Start of Input rows
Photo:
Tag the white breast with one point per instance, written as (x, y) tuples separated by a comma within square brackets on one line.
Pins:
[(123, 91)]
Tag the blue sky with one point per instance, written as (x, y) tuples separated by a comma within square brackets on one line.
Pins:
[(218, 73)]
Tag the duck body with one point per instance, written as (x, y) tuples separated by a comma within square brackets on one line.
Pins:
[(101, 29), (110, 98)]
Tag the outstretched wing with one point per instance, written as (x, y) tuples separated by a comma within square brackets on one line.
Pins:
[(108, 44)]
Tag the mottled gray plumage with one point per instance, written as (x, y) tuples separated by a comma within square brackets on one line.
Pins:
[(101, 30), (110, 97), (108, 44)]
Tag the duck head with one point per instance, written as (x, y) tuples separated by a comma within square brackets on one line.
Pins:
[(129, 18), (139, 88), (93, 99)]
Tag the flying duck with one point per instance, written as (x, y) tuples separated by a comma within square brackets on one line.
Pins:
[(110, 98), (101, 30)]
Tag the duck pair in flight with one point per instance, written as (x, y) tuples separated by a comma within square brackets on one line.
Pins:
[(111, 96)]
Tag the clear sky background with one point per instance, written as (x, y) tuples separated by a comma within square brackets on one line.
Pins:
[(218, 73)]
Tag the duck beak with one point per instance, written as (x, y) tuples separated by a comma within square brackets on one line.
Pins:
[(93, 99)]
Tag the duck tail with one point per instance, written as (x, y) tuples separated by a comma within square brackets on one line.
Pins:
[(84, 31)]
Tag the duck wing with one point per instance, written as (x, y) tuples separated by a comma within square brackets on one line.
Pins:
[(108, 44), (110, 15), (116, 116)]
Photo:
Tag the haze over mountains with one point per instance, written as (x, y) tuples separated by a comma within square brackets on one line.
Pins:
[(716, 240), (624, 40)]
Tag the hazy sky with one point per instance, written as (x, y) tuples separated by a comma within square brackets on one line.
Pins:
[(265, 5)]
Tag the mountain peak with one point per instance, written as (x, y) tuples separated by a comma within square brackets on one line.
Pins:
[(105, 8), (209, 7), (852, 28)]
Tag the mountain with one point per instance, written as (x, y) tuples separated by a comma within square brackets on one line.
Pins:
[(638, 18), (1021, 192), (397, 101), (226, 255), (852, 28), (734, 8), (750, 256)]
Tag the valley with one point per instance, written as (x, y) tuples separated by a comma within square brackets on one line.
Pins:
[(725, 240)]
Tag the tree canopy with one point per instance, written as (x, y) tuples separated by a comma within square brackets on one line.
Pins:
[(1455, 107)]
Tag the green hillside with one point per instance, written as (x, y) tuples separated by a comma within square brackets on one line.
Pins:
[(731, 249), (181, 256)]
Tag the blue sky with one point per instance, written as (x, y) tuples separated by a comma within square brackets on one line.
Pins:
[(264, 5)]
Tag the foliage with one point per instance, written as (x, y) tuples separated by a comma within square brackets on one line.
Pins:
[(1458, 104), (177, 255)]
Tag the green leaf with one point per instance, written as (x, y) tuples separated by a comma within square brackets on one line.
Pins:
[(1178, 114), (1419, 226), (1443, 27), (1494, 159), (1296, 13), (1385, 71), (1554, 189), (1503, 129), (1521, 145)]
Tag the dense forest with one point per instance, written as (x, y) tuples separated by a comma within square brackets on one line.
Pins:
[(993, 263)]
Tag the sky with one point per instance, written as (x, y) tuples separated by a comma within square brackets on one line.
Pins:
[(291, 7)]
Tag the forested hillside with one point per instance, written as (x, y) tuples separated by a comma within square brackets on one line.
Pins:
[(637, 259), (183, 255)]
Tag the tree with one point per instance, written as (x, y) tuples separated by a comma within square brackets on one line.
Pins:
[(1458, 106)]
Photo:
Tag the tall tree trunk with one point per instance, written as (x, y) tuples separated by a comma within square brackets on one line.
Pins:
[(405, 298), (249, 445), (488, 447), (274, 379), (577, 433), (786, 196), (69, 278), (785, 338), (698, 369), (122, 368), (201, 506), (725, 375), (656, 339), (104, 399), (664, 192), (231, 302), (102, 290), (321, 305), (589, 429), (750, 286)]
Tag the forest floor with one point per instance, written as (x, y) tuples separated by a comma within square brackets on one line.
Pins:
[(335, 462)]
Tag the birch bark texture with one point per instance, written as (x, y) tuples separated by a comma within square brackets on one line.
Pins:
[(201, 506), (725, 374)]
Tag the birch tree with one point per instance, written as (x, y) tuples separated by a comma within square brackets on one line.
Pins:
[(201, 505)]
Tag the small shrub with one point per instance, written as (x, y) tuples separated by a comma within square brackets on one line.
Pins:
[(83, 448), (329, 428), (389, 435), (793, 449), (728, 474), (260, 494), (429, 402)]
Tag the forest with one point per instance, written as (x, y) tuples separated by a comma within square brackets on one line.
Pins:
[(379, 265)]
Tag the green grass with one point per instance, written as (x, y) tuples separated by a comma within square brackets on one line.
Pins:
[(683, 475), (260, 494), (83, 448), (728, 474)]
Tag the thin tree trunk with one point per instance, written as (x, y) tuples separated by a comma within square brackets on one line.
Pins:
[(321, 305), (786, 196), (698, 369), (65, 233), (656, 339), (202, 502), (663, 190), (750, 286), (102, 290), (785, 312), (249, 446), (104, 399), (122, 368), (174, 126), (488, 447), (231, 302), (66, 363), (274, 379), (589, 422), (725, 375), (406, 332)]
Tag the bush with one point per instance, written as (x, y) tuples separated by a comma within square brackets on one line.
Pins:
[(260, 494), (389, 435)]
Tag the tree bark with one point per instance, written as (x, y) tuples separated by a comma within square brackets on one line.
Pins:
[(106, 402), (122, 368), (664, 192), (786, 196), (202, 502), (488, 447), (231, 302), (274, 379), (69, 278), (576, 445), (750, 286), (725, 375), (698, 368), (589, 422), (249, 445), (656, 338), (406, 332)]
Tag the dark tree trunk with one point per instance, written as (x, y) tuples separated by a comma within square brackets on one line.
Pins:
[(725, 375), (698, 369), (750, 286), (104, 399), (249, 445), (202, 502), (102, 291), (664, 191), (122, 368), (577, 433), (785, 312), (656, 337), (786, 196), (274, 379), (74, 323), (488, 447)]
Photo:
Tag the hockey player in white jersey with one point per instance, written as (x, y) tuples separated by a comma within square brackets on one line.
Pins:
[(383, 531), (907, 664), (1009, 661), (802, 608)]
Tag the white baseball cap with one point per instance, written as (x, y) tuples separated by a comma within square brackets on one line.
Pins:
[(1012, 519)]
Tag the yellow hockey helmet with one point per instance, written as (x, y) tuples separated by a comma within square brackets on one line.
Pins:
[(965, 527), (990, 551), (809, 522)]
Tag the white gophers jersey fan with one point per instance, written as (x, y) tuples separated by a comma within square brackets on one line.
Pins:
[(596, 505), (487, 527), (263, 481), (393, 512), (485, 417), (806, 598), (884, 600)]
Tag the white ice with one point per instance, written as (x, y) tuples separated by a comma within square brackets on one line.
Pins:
End of Input rows
### Task objective
Could you reproduce every line of the listing between the line holding "Tag the clear" and the line holding "[(1455, 107)]", inclusive, with the labeling requests kept, and add 145 to each number in the point coordinates given as answers? Return only those lines.

### Complete response
Tag the clear sky background with one point per instance, written as (x, y) tuples separated by a comma within square brackets on one line.
Pins:
[(363, 218)]
Tag the duck beak with one point per instance, written as (x, y) tuples separated by a comma within square brackets on one line.
Pins:
[(238, 244)]
Tag the duck tail with one point per instance, written as (x, y) tuples separated by a comma within square brackets on one line.
Pins:
[(229, 176)]
Tag the duck wing with one point per instance, written as (x, y) tuples separated by a comma within square brackets on one line.
Pins:
[(253, 189), (255, 160), (261, 261)]
Photo:
Tag the haze over mountains with one point per instance, written as (x, y) tuples separated by a comma within square brackets on one line.
Pins:
[(861, 385), (769, 185)]
Tag the hazy sky with one point per instance, written as (x, y) tuples separated by a comma within square brackets on one line.
Pins:
[(410, 150)]
Tag the mountain peak with one point per instance, written as (x, y) tuples separated by a comma within square brackets on one line.
Pins:
[(250, 153), (354, 152), (997, 173)]
Tag the mountain with one point per instance, written as (x, y) tuples separated by a comma within square brackets on one line.
Pins:
[(783, 163), (1166, 337), (542, 246), (371, 400), (997, 173), (879, 153), (895, 401)]
Tag the valley with one point per instance, written as (x, y) tuples separated by a comma within square brackets on one line.
Pins:
[(870, 385)]
Tag the tree canopy with one point per instance, written as (x, y) tuples separated by a comma within square brackets on one line.
Pins:
[(1600, 252)]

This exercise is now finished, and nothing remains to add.